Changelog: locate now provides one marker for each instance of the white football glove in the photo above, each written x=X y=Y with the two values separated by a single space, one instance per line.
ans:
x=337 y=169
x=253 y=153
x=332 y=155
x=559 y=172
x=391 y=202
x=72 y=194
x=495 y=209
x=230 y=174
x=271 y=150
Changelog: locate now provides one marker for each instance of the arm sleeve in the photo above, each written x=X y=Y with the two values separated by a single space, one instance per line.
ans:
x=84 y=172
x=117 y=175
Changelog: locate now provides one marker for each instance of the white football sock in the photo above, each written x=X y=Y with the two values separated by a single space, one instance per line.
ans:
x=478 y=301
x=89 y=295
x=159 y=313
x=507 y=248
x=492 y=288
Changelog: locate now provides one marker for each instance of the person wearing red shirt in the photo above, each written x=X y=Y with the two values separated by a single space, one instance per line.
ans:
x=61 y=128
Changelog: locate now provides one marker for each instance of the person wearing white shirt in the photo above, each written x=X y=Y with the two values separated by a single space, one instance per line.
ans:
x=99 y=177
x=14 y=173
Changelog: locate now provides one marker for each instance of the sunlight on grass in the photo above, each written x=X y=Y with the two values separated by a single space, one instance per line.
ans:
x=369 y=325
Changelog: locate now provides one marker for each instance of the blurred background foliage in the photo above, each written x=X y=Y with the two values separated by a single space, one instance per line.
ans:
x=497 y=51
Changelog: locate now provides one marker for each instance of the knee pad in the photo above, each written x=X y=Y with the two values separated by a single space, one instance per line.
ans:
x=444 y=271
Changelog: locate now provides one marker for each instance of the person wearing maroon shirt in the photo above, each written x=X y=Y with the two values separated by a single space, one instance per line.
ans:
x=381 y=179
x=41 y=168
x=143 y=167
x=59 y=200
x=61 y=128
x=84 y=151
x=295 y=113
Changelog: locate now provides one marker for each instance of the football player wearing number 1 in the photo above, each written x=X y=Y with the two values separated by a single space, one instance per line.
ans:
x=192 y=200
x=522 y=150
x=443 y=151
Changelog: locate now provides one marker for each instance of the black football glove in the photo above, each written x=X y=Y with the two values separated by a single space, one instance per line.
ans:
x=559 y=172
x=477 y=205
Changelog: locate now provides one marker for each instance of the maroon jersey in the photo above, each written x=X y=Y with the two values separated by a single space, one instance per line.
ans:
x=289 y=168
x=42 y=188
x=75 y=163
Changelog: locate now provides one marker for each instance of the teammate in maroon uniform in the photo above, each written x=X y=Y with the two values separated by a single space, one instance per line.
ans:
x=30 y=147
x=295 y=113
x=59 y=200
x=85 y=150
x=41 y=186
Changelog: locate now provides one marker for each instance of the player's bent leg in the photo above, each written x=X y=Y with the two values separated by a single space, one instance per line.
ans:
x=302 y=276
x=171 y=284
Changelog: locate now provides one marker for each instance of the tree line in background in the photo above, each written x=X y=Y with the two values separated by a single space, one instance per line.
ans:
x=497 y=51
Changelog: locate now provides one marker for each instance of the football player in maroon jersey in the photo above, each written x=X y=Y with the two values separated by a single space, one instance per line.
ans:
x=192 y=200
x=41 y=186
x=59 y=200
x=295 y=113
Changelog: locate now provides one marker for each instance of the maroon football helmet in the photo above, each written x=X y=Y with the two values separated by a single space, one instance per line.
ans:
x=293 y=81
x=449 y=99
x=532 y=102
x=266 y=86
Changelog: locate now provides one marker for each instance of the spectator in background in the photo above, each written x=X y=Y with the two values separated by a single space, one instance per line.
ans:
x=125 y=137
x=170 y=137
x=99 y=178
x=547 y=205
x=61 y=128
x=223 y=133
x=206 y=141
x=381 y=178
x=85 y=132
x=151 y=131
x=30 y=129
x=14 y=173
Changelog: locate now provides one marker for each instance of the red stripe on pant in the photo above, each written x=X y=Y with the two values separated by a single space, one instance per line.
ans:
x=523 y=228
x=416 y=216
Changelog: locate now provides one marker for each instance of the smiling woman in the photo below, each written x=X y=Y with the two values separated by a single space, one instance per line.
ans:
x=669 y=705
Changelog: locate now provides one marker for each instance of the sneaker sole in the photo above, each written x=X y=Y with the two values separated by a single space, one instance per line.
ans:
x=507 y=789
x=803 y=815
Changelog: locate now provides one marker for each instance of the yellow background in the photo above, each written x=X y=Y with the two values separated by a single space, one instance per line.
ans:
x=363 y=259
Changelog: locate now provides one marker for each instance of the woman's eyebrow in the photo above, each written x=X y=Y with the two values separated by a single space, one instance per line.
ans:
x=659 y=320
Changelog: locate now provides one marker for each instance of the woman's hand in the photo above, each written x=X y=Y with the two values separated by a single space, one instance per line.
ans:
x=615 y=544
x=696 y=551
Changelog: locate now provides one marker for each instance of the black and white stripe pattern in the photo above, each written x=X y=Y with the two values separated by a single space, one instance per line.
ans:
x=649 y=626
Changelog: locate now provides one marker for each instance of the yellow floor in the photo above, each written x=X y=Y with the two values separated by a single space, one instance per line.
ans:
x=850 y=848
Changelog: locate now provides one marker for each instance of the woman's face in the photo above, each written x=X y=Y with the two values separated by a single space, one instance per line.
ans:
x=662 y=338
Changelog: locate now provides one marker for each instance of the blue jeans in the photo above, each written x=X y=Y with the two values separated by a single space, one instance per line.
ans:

○ ○ ○ ○ ○ ○ ○

__Exercise instructions__. Give the lines above as a Markdown table with the columns Number and Record line, numbering each row and leaving out blank lines.

__Answer for the task__.
| Number | Record line |
|---|---|
| 1 | Changelog: locate now provides one marker for each instance of the white football glove in the photo above, each written x=X y=Y with the two values separated by a single space, one instance per line. |
| 2 | ans: |
| 3 | x=337 y=169 |
| 4 | x=253 y=153 |
| 5 | x=332 y=155 |
| 6 | x=559 y=172 |
| 7 | x=391 y=202 |
| 8 | x=72 y=194 |
| 9 | x=495 y=209 |
| 10 | x=230 y=174 |
| 11 | x=271 y=150 |
| 12 | Changelog: locate now provides one marker for each instance of the arm sleeve in the photo above, each written x=X y=Y with the two values separated by a single space, one instance per line. |
| 13 | ans: |
| 14 | x=84 y=172 |
| 15 | x=117 y=175 |
| 16 | Changelog: locate now provides one marker for each instance of the white football sock in the photo above, each written x=X y=Y with the two values separated by a single space, one instance per line. |
| 17 | ans: |
| 18 | x=478 y=301 |
| 19 | x=89 y=295 |
| 20 | x=159 y=313 |
| 21 | x=507 y=248 |
| 22 | x=492 y=288 |
| 23 | Changelog: locate now provides one marker for each instance of the person wearing red shirt in the photo above, each written x=X y=Y with the two values separated by a single space, one instance per line. |
| 24 | ans: |
| 25 | x=61 y=128 |
| 26 | Changelog: locate now provides one marker for each instance of the person wearing white shirt in the photo above, each written x=X y=Y with the two values separated by a single space, one instance per line. |
| 27 | ans: |
| 28 | x=99 y=177 |
| 29 | x=14 y=173 |
| 30 | Changelog: locate now provides one marker for each instance of the sunlight on grass in the photo above, each written x=X y=Y with the two values separated by a single space, one instance per line. |
| 31 | ans: |
| 32 | x=369 y=325 |
| 33 | Changelog: locate now provides one marker for each instance of the blurred background foliage in the photo above, each written x=X y=Y with the two values separated by a single space, one instance per line. |
| 34 | ans: |
| 35 | x=497 y=51 |
| 36 | Changelog: locate now provides one marker for each instance of the knee pad in the photo above, each written x=X y=Y with the two values separated by a single space, one instance per line. |
| 37 | ans: |
| 38 | x=444 y=271 |
| 39 | Changelog: locate now provides one marker for each instance of the person wearing maroon shirt in the photo above, each written x=X y=Y with the two values separated by a single space, one instance per line. |
| 40 | ans: |
| 41 | x=381 y=179 |
| 42 | x=41 y=168 |
| 43 | x=143 y=167 |
| 44 | x=59 y=200 |
| 45 | x=61 y=128 |
| 46 | x=84 y=151 |
| 47 | x=295 y=113 |
| 48 | Changelog: locate now provides one marker for each instance of the football player wearing number 1 in the photo above, each written x=X y=Y with the two values separated by a single space, one instance per line. |
| 49 | ans: |
| 50 | x=192 y=200 |
| 51 | x=522 y=150 |
| 52 | x=443 y=151 |
| 53 | Changelog: locate now provides one marker for each instance of the black football glove in the photo above, each written x=X y=Y with the two values separated by a single space, one instance per line. |
| 54 | ans: |
| 55 | x=559 y=172 |
| 56 | x=477 y=205 |
| 57 | Changelog: locate now provides one marker for each instance of the maroon jersey in the photo above, each written x=X y=Y with the two values separated by a single space, one instance per line. |
| 58 | ans: |
| 59 | x=289 y=168 |
| 60 | x=42 y=188 |
| 61 | x=75 y=163 |
| 62 | Changelog: locate now provides one marker for each instance of the teammate in maroon uniform in the photo above, each written x=X y=Y with the two values separated by a single space, one instance per line. |
| 63 | ans: |
| 64 | x=30 y=147 |
| 65 | x=295 y=113 |
| 66 | x=59 y=200 |
| 67 | x=85 y=150 |
| 68 | x=41 y=186 |
| 69 | Changelog: locate now provides one marker for each instance of the player's bent leg in the photo above, each written x=X y=Y with the two values separated by a single space, one instance per line. |
| 70 | ans: |
| 71 | x=302 y=276 |
| 72 | x=171 y=284 |
| 73 | Changelog: locate now provides one marker for each instance of the tree line in background in the photo above, each written x=X y=Y with the two values separated by a single space, one instance per line. |
| 74 | ans: |
| 75 | x=497 y=51 |
| 76 | Changelog: locate now provides one marker for each instance of the football player in maroon jersey in the photo above, each written x=X y=Y with the two values separated by a single space, one instance per line. |
| 77 | ans: |
| 78 | x=192 y=200 |
| 79 | x=41 y=186 |
| 80 | x=59 y=200 |
| 81 | x=295 y=113 |
| 82 | Changelog: locate now provides one marker for each instance of the maroon football helmet in the photo above, each written x=X y=Y with the two values separated by a single space, one instance per line. |
| 83 | ans: |
| 84 | x=293 y=81 |
| 85 | x=449 y=99 |
| 86 | x=532 y=102 |
| 87 | x=266 y=86 |
| 88 | Changelog: locate now provides one marker for each instance of the spectator in background in the photo above, each written x=X y=Y with the two values separated by a single space, one instance per line. |
| 89 | ans: |
| 90 | x=125 y=137 |
| 91 | x=170 y=137 |
| 92 | x=99 y=178 |
| 93 | x=547 y=205 |
| 94 | x=61 y=128 |
| 95 | x=223 y=133 |
| 96 | x=206 y=141 |
| 97 | x=381 y=178 |
| 98 | x=85 y=132 |
| 99 | x=151 y=131 |
| 100 | x=30 y=129 |
| 101 | x=14 y=173 |
| 102 | Changelog: locate now provides one marker for each instance of the red stripe on pant in the photo above, each written x=X y=Y with the two values separated by a single space, one instance per line. |
| 103 | ans: |
| 104 | x=523 y=228 |
| 105 | x=416 y=216 |
| 106 | Changelog: locate now provides one marker for each instance of the smiling woman in the photo below, each written x=X y=Y with the two values separated by a single space, one instance per line. |
| 107 | ans: |
| 108 | x=669 y=705 |
| 109 | Changelog: locate now provides one marker for each instance of the sneaker sole in the photo above, each written x=X y=Y with the two values separated by a single space, one instance per line. |
| 110 | ans: |
| 111 | x=507 y=789 |
| 112 | x=803 y=815 |
| 113 | Changelog: locate now provides one marker for each instance of the yellow background in the photo above, each written x=X y=Y with the two values separated by a single space, one instance per line. |
| 114 | ans: |
| 115 | x=363 y=259 |
| 116 | Changelog: locate now provides one marker for each instance of the woman's eyebrow in the photo above, each written x=X y=Y with the two values separated by a single space, one instance per line. |
| 117 | ans: |
| 118 | x=659 y=320 |
| 119 | Changelog: locate now provides one marker for each instance of the woman's hand in the photo above, each written x=X y=Y with the two values separated by a single space, one instance per line. |
| 120 | ans: |
| 121 | x=615 y=544 |
| 122 | x=696 y=551 |
| 123 | Changelog: locate now provides one marker for each instance of the black and white stripe pattern in the photo above, each written x=X y=Y with the two values separated by a single space, one instance per line. |
| 124 | ans: |
| 125 | x=649 y=626 |
| 126 | Changelog: locate now provides one marker for each instance of the yellow floor in the photo above, each written x=X y=Y with the two values separated by a single space, one instance per line. |
| 127 | ans: |
| 128 | x=850 y=848 |
| 129 | Changelog: locate now provides one marker for each instance of the woman's face in the photo above, each written x=X y=Y with the two values separated by a single space, one instance per line. |
| 130 | ans: |
| 131 | x=662 y=338 |
| 132 | Changelog: locate now provides one marker for each instance of the blue jeans in the photo above, each written x=X y=Y with the two values separated by a single space, one instance per line. |
| 133 | ans: |